• _Supplied material_:
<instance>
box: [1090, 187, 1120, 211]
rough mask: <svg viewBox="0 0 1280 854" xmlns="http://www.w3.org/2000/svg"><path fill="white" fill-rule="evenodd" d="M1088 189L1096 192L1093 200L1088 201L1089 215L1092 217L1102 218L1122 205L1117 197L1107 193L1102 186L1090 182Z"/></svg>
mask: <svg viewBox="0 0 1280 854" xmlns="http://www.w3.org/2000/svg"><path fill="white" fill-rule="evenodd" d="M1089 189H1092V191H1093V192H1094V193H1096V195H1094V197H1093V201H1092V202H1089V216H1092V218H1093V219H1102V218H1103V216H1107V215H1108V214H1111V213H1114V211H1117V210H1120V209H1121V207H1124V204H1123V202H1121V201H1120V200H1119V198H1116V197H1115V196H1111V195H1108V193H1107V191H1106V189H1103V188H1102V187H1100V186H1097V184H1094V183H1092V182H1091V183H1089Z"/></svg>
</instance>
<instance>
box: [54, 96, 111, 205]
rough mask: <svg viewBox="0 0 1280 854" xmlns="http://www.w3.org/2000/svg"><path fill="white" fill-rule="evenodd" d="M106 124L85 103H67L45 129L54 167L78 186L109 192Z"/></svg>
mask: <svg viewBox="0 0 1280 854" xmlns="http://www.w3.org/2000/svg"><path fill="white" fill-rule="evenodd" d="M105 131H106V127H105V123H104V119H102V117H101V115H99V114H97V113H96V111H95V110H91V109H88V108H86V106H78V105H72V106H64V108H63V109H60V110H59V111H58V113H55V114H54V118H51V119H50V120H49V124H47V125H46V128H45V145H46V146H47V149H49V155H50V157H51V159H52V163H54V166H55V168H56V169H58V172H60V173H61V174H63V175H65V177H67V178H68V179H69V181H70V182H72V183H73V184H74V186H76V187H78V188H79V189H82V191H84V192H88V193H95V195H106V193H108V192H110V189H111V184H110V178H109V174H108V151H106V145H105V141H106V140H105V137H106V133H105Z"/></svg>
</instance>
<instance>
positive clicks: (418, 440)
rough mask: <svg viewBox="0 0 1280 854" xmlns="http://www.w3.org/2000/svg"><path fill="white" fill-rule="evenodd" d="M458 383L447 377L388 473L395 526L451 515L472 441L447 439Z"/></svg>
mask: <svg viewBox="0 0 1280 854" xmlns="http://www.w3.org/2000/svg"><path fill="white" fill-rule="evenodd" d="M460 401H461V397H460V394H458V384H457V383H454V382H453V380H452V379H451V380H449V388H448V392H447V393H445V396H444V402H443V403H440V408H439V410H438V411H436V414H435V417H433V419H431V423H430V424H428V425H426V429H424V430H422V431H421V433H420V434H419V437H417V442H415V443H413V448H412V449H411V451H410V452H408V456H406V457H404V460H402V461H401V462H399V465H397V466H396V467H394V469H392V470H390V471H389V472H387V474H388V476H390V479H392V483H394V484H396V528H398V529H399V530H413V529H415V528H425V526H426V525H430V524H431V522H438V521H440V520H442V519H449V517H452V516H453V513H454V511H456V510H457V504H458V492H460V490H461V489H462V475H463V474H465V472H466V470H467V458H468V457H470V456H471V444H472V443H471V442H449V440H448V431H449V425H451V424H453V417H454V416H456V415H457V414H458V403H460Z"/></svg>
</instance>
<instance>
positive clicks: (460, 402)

• _Exercise requirements_:
Return every line of the data above unchanged, character for character, with nothing added or omitted.

• _Your response_:
<instance>
box: [1090, 187, 1120, 211]
rough mask: <svg viewBox="0 0 1280 854" xmlns="http://www.w3.org/2000/svg"><path fill="white" fill-rule="evenodd" d="M1088 189L1096 192L1093 200L1088 201L1089 215L1092 217L1102 218L1122 205L1117 197L1107 193L1102 186L1090 182Z"/></svg>
mask: <svg viewBox="0 0 1280 854" xmlns="http://www.w3.org/2000/svg"><path fill="white" fill-rule="evenodd" d="M1089 189H1092V191H1093V192H1094V193H1096V195H1094V197H1093V201H1092V202H1089V216H1092V218H1093V219H1102V218H1103V216H1107V215H1108V214H1111V213H1114V211H1117V210H1120V209H1121V207H1124V204H1123V202H1121V201H1120V200H1119V198H1116V197H1115V196H1111V195H1108V193H1107V191H1106V189H1103V188H1102V187H1100V186H1097V184H1094V183H1092V182H1091V183H1089Z"/></svg>
</instance>
<instance>
box: [54, 96, 111, 205]
rough mask: <svg viewBox="0 0 1280 854" xmlns="http://www.w3.org/2000/svg"><path fill="white" fill-rule="evenodd" d="M106 124L85 103H67L45 129L54 167L78 186L109 192Z"/></svg>
mask: <svg viewBox="0 0 1280 854" xmlns="http://www.w3.org/2000/svg"><path fill="white" fill-rule="evenodd" d="M105 131H106V127H105V123H104V119H102V117H101V115H99V114H97V113H96V111H95V110H91V109H88V108H86V106H78V105H72V106H64V108H63V109H60V110H59V111H58V113H55V114H54V118H51V119H50V120H49V124H47V125H46V128H45V145H46V146H47V149H49V155H50V157H51V159H52V163H54V166H55V168H56V169H58V172H60V173H61V174H63V175H65V177H67V178H68V179H69V181H70V182H72V183H73V184H74V186H76V187H78V188H79V189H82V191H84V192H88V193H95V195H106V193H108V192H110V189H111V184H110V178H109V174H108V151H106V145H105V141H106V140H105V137H106V133H105Z"/></svg>
</instance>
<instance>
positive clicks: (418, 440)
rough mask: <svg viewBox="0 0 1280 854" xmlns="http://www.w3.org/2000/svg"><path fill="white" fill-rule="evenodd" d="M458 383L447 377L388 473L395 526L451 515L472 441L447 439Z"/></svg>
mask: <svg viewBox="0 0 1280 854" xmlns="http://www.w3.org/2000/svg"><path fill="white" fill-rule="evenodd" d="M460 401H461V397H460V394H458V384H457V383H454V382H453V380H452V379H451V380H449V388H448V392H447V393H445V396H444V402H443V403H440V408H439V410H438V411H436V414H435V417H433V419H431V423H430V424H428V425H426V429H424V430H422V431H421V433H420V434H419V437H417V442H415V443H413V448H412V449H411V451H410V452H408V456H406V457H404V460H402V461H401V462H399V465H397V466H396V467H394V469H392V470H390V471H389V472H387V474H388V476H390V479H392V483H394V484H396V528H398V529H399V530H413V529H415V528H425V526H426V525H430V524H431V522H438V521H440V520H442V519H449V517H452V516H453V513H454V511H456V510H457V504H458V492H460V490H461V489H462V475H463V474H465V472H466V470H467V458H468V457H470V456H471V444H472V443H471V442H449V440H448V431H449V425H451V424H453V417H454V416H456V415H457V414H458V403H460Z"/></svg>
</instance>
<instance>
positive clicks: (460, 402)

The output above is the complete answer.